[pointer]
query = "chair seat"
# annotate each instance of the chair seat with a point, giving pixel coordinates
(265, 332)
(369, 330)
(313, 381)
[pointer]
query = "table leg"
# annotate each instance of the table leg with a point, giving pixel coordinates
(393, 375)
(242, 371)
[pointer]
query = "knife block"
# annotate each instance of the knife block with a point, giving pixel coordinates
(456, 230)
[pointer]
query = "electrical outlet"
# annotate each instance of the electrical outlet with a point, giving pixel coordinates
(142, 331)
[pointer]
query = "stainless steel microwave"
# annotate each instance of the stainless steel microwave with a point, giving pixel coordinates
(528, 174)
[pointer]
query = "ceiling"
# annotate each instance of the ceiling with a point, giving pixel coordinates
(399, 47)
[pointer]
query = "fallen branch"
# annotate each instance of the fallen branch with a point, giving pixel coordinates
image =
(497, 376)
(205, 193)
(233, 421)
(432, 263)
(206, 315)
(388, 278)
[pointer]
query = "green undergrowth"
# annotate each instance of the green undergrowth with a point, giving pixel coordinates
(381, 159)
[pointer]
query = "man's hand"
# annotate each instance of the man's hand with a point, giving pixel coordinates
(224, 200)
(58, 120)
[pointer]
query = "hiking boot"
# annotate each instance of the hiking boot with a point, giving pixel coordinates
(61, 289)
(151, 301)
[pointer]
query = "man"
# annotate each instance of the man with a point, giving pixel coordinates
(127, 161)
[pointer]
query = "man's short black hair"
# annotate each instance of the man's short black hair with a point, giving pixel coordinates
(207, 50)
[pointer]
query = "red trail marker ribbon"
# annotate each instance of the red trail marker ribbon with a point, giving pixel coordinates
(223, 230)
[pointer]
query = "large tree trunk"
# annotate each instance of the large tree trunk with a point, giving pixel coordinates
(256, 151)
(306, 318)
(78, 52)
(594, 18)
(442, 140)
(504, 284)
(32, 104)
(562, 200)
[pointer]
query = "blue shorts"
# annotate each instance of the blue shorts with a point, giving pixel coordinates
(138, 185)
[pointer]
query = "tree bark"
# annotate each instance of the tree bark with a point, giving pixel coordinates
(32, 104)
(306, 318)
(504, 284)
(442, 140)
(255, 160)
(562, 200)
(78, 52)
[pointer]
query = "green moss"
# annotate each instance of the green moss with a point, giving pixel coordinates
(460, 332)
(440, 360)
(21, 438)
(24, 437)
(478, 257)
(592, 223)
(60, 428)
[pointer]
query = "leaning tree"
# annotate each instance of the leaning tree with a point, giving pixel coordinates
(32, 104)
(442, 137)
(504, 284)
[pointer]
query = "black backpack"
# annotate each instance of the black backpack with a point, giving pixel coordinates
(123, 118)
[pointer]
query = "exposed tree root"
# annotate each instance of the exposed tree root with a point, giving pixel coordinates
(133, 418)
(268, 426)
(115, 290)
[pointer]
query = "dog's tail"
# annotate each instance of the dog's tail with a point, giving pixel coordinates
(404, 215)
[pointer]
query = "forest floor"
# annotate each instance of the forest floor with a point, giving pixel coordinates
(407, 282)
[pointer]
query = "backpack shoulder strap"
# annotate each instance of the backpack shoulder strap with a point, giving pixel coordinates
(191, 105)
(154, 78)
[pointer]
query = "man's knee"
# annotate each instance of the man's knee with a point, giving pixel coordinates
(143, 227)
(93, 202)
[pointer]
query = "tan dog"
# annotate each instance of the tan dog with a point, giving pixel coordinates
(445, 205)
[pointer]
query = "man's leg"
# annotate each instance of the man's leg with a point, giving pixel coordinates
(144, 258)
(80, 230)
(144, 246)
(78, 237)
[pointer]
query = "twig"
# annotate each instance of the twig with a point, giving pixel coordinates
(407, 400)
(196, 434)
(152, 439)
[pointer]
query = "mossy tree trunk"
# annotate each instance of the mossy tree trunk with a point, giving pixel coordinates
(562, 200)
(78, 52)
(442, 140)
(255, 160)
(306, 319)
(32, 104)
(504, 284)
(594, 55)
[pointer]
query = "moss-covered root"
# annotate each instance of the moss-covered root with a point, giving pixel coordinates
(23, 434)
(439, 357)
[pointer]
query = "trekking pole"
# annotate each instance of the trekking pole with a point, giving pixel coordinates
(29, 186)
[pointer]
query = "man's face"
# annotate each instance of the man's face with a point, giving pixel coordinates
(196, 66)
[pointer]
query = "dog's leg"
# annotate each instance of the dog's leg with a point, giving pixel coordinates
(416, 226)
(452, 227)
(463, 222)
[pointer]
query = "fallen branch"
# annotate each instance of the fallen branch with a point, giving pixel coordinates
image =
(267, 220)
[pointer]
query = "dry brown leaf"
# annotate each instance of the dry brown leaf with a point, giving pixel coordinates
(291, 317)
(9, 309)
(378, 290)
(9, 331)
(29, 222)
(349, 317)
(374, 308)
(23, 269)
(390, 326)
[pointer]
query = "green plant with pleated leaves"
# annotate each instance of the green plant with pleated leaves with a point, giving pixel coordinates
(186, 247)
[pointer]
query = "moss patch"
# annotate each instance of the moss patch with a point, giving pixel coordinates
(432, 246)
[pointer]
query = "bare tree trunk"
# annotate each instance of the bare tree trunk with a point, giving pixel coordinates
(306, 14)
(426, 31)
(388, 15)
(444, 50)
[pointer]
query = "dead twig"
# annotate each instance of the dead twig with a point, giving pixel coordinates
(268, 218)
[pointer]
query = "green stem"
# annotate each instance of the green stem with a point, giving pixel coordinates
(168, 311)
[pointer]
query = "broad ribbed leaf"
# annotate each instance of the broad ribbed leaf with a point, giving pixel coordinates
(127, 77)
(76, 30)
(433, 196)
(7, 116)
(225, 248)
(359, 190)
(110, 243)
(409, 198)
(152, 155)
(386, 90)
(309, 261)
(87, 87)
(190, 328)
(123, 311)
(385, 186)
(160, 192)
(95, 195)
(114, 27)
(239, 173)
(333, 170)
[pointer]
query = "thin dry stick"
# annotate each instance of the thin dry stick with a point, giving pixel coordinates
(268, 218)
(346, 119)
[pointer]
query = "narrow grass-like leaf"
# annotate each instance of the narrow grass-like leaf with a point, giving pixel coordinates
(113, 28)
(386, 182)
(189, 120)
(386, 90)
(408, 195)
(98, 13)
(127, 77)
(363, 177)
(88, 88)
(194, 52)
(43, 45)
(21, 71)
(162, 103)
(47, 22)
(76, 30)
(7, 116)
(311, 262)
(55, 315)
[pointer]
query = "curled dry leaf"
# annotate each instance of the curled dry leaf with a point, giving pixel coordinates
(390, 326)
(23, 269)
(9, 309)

**ASSIGNMENT**
Please return the full set of records exactly as given above.

**REPLY**
[pointer]
query = "chair seat"
# annotate each instance of the chair seat with a point, giving pixel coordinates
(265, 332)
(369, 330)
(313, 381)
[pointer]
query = "table leg"
# annotate each instance of the table leg with a point, giving pixel coordinates
(393, 375)
(242, 371)
[pointer]
query = "knife block"
# annotate each instance of the knife block with a point, giving pixel coordinates
(456, 230)
[pointer]
query = "electrical outlet"
# annotate each instance of the electrical outlet with a point, giving pixel coordinates
(142, 331)
[pointer]
query = "stainless steel microwave"
# annotate each instance of the stainless steel microwave with a point, giving pixel coordinates
(528, 174)
[pointer]
query = "ceiling"
# annotate each instance of the ceiling with a point, giving pixel coordinates
(399, 47)
[pointer]
query = "fallen branch"
# annotate each instance of the fallen branch with a point, giving pixel coordinates
image =
(497, 376)
(205, 193)
(233, 421)
(432, 263)
(206, 315)
(388, 278)
[pointer]
query = "green undergrowth"
# annotate each instance of the green undergrowth with a point, giving pixel coordinates
(381, 159)
[pointer]
query = "man's hand"
# annotate each instance of the man's hand with a point, giving pixel coordinates
(224, 200)
(58, 120)
[pointer]
query = "hiking boot"
# annotate each instance of the hiking boot with a point, giving pixel coordinates
(61, 289)
(151, 301)
[pointer]
query = "man"
# annotate each instance of the man with a point, giving pixel coordinates
(127, 161)
[pointer]
query = "man's short black hair"
# annotate each instance of the man's short black hair with a point, giving pixel coordinates
(207, 50)
[pointer]
query = "red trail marker ribbon"
# annotate each instance of the red trail marker ribbon with a point, giving pixel coordinates
(223, 230)
[pointer]
query = "large tree trunk"
# annotate each instance of the large tree trunk with a point, giving pixel coordinates
(256, 151)
(306, 318)
(78, 52)
(594, 18)
(442, 140)
(504, 284)
(32, 104)
(562, 200)
[pointer]
query = "blue shorts"
# annotate each instance of the blue shorts with a point, giving pixel coordinates
(138, 185)
[pointer]
query = "tree bark"
# annotate each instance of the tree bark with a point, giving pixel coordinates
(32, 104)
(306, 318)
(504, 284)
(442, 140)
(255, 160)
(562, 200)
(78, 52)
[pointer]
query = "green moss"
# annotate each instance of the green moss with a point, giving pixel coordinates
(460, 332)
(440, 360)
(21, 438)
(24, 437)
(478, 257)
(592, 223)
(60, 428)
[pointer]
query = "leaning tree"
# annotate each instance of the leaning tree with a point, giving pixel coordinates
(32, 104)
(442, 137)
(504, 284)
[pointer]
query = "black backpack"
# annotate each instance of the black backpack with a point, giving pixel coordinates
(123, 118)
[pointer]
query = "exposed tree root"
# annotate each instance of the exposed tree root with a point, giving pixel coordinates
(133, 418)
(268, 426)
(115, 290)
[pointer]
query = "dog's tail"
# annotate each instance of the dog's tail with a point, giving pixel coordinates
(404, 215)
[pointer]
query = "forest floor"
# annotate each instance of the forest floor with a point, giving pixel coordinates
(407, 282)
[pointer]
query = "backpack shoulder strap"
# annotate each instance of the backpack shoulder strap with a point, giving pixel coordinates
(191, 105)
(154, 78)
[pointer]
query = "man's knee"
# annotate each instance of the man's knee with a point, giving pixel coordinates
(143, 227)
(93, 202)
[pointer]
query = "tan dog"
# annotate each instance of the tan dog with a point, giving pixel coordinates
(445, 205)
[pointer]
query = "man's leg"
# annotate each instance of the man's leg with a point, giving pixel coordinates
(144, 258)
(80, 230)
(144, 246)
(78, 237)
[pointer]
query = "twig"
# annotate each instance of the twig with a point, giving pixel coordinates
(407, 400)
(196, 434)
(152, 439)
[pointer]
query = "mossy tree trunk"
# annotate each instance of the mossy tree trunk with a point, giving pixel coordinates
(562, 200)
(78, 52)
(442, 140)
(255, 160)
(306, 319)
(32, 104)
(504, 284)
(594, 55)
[pointer]
query = "moss-covered root"
# annotate each instance of the moss-covered root with a point, giving pixel coordinates
(23, 434)
(439, 357)
[pointer]
query = "trekking pole"
# annotate each instance of the trekking pole with a point, giving pixel coordinates
(29, 186)
[pointer]
query = "man's face"
# annotate each instance of the man's face with a point, giving pixel coordinates
(196, 66)
[pointer]
query = "dog's leg"
# annotate each instance of the dog's leg with a point, giving pixel coordinates
(416, 226)
(452, 227)
(463, 222)
[pointer]
query = "fallen branch"
# annotate each instance of the fallen branch with a point, giving pixel coordinates
image =
(267, 220)
[pointer]
query = "dry brown leaf"
# annotate each instance of the dry brown leaf with a point, giving pixel coordinates
(291, 317)
(9, 309)
(378, 290)
(9, 331)
(29, 222)
(349, 317)
(374, 308)
(23, 269)
(390, 326)
[pointer]
query = "green plant with pleated leaves"
# annotate each instance of the green plant with pleated leaves with a point, giving pixel coordinates
(186, 247)
[pointer]
query = "moss patch"
# annotate each instance of the moss patch with a point, giving pixel coordinates
(432, 246)
[pointer]
query = "bare tree trunk"
# annotate each instance of the bare tree trunk with a point, giving pixel coordinates
(306, 14)
(426, 31)
(388, 15)
(444, 50)
[pointer]
query = "dead twig"
# annotate each instance of the dead twig with a point, giving pixel coordinates
(268, 218)
[pointer]
query = "green stem"
# annotate each instance of the green stem with a point, giving pixel coordinates
(168, 311)
[pointer]
query = "broad ribbed leaf"
# annotate each instance of the broad ribbed leaf with a point, giving pixel coordinates
(127, 77)
(76, 30)
(433, 196)
(7, 116)
(225, 248)
(359, 190)
(110, 243)
(409, 198)
(152, 155)
(386, 90)
(309, 261)
(87, 87)
(190, 328)
(123, 311)
(385, 186)
(160, 192)
(95, 195)
(114, 27)
(239, 173)
(333, 170)
[pointer]
query = "thin dry stick"
# annotate each instance of the thin dry stick with a point, giving pixel coordinates
(268, 218)
(346, 119)
[pointer]
query = "narrow grass-like leaf"
# annotate each instance of the narrow grass-like leaf with a point, giving pixel coordinates
(113, 28)
(386, 182)
(189, 120)
(386, 90)
(408, 195)
(98, 13)
(127, 77)
(363, 177)
(88, 88)
(194, 52)
(43, 45)
(21, 71)
(162, 103)
(47, 22)
(76, 30)
(7, 116)
(311, 262)
(55, 315)
[pointer]
query = "curled dry leaf"
# annotate each instance of the curled dry leaf with a point, giving pixel coordinates
(390, 326)
(23, 269)
(9, 309)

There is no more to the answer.